Requirements | Count the lines in the rows below that contain the word "edge". Give only the number.

BEGIN Stored data

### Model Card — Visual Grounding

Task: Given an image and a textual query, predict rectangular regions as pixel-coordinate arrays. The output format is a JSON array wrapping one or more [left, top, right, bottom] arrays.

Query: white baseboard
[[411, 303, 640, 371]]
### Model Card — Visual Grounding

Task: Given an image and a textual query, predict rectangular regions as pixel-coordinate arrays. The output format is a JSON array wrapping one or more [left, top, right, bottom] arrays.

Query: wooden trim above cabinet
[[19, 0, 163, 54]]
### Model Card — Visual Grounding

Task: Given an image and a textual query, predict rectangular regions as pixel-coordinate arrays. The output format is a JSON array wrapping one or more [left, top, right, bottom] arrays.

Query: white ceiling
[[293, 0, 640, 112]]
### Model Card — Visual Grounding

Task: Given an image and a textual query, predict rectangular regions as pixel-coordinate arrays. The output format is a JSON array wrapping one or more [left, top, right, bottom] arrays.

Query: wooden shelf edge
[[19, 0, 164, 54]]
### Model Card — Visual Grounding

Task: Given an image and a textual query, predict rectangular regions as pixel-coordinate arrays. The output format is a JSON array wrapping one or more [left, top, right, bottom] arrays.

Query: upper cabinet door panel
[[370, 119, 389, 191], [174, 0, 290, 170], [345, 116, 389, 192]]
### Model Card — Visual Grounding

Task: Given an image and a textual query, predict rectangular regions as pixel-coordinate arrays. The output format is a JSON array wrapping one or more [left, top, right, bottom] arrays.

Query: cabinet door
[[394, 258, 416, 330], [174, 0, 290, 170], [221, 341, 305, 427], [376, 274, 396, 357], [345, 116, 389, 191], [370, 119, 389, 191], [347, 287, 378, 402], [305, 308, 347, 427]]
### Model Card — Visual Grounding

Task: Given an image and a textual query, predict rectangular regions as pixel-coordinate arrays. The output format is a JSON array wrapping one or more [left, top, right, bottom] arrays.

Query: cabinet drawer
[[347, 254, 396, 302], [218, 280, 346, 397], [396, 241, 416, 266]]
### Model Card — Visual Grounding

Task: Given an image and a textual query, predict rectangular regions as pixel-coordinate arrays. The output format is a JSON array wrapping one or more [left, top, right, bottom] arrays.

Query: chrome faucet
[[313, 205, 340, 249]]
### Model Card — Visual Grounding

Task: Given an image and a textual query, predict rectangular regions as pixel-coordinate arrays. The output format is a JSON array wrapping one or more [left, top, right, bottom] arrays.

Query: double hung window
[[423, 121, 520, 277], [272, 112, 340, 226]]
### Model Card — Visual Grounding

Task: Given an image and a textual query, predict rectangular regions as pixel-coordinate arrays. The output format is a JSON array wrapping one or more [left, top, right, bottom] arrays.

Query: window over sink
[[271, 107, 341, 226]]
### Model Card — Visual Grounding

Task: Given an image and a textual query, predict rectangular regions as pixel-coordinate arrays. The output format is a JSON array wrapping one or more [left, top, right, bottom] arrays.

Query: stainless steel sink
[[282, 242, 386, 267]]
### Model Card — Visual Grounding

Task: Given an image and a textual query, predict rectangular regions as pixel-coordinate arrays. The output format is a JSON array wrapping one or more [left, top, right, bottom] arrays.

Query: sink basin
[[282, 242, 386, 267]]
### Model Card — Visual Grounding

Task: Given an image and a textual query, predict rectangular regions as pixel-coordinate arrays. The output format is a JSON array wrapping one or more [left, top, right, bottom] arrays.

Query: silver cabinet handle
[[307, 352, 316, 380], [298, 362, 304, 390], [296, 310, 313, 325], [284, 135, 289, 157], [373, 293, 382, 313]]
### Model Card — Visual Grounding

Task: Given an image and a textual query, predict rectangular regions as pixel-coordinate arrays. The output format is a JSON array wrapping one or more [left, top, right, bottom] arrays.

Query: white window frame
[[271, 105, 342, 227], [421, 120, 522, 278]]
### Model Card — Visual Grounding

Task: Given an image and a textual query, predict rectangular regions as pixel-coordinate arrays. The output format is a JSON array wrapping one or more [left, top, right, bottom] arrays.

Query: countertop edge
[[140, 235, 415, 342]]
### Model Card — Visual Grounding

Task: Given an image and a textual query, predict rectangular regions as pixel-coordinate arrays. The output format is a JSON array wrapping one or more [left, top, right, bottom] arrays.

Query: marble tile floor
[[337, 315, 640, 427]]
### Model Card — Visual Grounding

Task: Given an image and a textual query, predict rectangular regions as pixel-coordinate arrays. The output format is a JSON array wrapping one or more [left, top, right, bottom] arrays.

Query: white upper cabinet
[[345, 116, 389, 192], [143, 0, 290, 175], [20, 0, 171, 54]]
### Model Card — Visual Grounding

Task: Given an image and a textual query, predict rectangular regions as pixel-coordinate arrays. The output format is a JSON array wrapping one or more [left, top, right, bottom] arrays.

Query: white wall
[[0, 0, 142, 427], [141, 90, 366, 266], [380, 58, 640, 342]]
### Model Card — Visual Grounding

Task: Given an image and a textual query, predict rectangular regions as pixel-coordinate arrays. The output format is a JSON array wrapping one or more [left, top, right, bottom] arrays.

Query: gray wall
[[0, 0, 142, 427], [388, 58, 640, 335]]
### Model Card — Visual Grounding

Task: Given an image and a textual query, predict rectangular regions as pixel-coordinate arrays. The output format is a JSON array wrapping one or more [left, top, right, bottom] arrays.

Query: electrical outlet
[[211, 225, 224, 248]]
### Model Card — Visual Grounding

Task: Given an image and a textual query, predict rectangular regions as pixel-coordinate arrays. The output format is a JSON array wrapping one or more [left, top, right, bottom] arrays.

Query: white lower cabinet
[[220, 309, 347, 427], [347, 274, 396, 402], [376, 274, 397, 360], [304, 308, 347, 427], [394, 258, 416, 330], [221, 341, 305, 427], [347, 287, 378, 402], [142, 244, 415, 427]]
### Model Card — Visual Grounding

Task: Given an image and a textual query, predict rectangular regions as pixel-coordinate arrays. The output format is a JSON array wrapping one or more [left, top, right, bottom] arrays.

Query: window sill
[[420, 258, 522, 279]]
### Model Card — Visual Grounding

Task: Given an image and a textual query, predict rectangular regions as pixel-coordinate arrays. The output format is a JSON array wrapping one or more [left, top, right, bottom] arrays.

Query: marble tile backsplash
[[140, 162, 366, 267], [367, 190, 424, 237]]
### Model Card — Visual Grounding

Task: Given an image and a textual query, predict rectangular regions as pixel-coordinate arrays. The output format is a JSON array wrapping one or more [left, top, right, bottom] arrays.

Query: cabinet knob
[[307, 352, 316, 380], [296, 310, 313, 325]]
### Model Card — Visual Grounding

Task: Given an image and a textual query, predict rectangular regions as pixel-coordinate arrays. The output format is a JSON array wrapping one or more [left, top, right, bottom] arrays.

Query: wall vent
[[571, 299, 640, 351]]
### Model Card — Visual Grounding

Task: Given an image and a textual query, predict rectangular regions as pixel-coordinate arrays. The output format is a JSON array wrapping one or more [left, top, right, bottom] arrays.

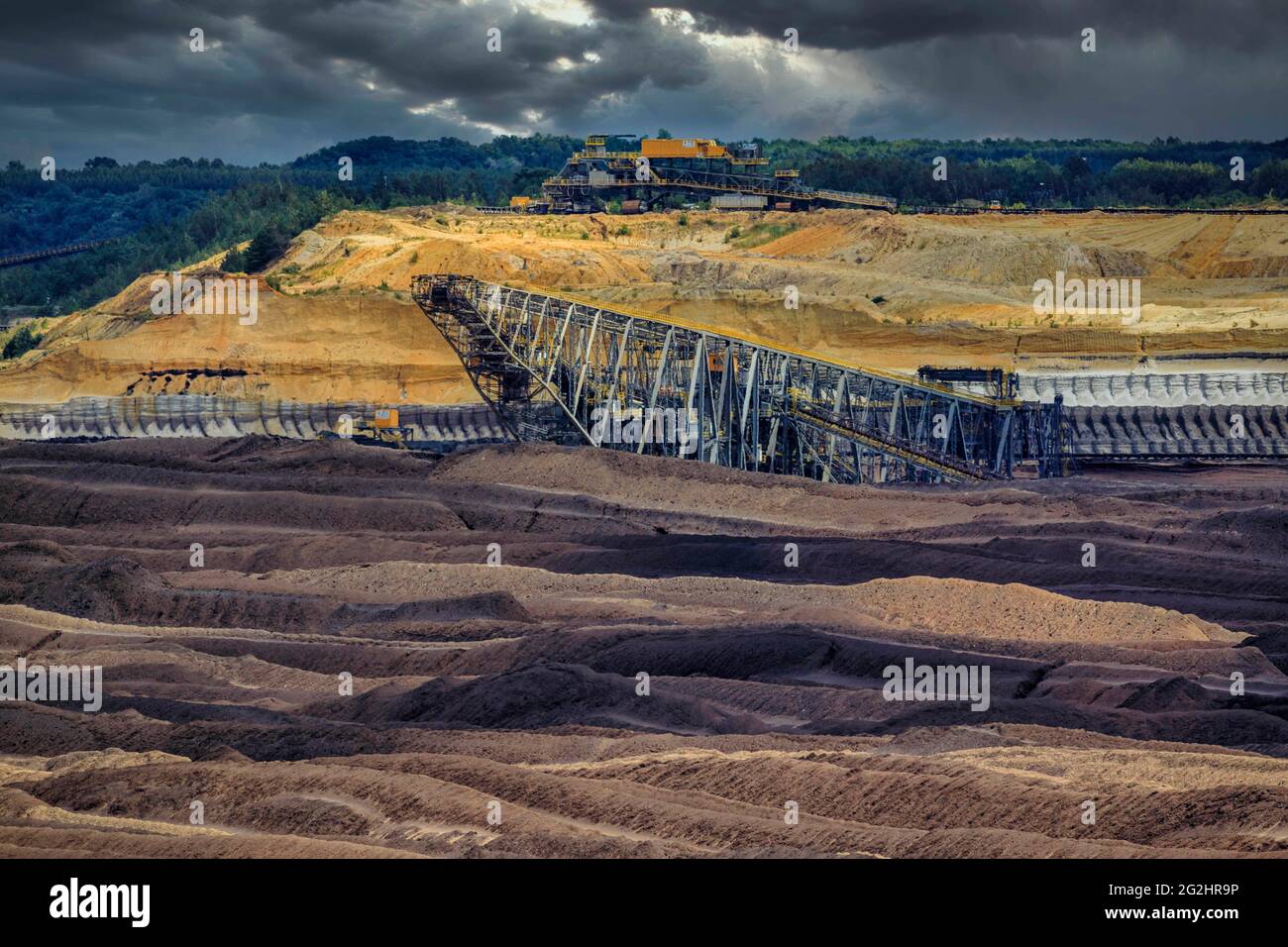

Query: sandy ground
[[0, 438, 1288, 857], [0, 207, 1288, 403]]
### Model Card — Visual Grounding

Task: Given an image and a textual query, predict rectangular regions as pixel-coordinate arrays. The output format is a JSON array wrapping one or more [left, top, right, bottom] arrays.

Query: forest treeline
[[0, 136, 1288, 314]]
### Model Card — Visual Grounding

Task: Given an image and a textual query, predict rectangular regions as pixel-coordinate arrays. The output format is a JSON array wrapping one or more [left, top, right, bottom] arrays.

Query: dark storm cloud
[[0, 0, 1288, 164]]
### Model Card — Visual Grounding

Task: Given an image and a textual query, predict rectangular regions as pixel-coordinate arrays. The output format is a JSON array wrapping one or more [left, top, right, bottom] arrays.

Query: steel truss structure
[[412, 273, 1035, 483]]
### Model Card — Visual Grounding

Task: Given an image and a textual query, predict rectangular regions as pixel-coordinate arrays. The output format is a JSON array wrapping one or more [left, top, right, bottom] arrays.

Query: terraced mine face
[[0, 207, 1288, 404], [0, 438, 1288, 857]]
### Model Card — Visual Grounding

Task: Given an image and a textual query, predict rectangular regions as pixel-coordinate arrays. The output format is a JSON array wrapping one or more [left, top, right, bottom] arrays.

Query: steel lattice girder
[[413, 274, 1022, 483]]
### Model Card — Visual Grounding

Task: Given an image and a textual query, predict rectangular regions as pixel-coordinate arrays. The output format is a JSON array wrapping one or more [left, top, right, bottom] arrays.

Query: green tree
[[245, 223, 291, 273]]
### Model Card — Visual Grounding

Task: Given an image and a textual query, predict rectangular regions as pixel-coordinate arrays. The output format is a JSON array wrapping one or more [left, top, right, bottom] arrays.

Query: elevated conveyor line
[[413, 273, 1026, 483]]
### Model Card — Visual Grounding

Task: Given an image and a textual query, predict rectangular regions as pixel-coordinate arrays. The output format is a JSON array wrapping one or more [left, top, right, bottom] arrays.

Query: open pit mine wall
[[0, 394, 509, 450]]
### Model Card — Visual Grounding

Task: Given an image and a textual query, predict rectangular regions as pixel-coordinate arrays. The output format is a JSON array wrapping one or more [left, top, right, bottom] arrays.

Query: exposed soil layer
[[0, 207, 1288, 404], [0, 437, 1288, 857]]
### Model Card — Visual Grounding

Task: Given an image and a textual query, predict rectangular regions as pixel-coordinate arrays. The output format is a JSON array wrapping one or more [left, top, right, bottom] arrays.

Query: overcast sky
[[0, 0, 1288, 166]]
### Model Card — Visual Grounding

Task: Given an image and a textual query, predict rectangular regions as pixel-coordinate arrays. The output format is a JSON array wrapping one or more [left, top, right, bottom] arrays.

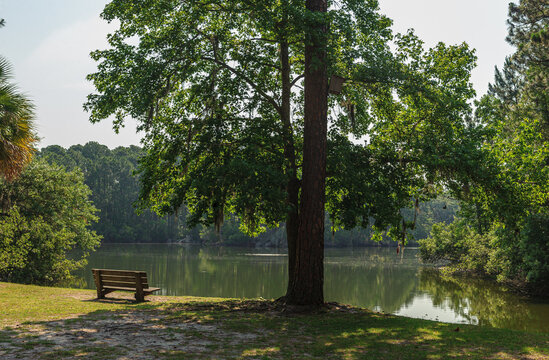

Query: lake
[[75, 244, 549, 332]]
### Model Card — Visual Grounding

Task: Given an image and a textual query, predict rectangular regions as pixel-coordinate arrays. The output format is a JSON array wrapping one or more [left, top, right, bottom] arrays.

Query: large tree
[[85, 0, 479, 305], [0, 19, 37, 180]]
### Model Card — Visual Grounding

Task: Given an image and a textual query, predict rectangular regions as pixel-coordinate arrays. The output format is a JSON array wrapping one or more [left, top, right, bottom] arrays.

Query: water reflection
[[74, 244, 549, 332]]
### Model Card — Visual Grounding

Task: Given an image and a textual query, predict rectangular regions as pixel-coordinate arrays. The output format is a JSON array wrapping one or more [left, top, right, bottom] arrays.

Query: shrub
[[0, 161, 100, 285]]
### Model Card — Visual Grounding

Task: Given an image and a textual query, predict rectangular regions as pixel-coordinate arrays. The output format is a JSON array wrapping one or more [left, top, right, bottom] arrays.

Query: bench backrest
[[92, 269, 149, 289]]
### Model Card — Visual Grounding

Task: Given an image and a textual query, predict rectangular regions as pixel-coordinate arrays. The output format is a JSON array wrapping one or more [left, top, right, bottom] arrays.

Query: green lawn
[[0, 283, 549, 359]]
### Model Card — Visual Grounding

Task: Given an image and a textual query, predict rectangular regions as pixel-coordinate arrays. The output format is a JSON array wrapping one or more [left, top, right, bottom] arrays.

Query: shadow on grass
[[0, 298, 549, 359]]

END Stored data

Solution to this exercise | 2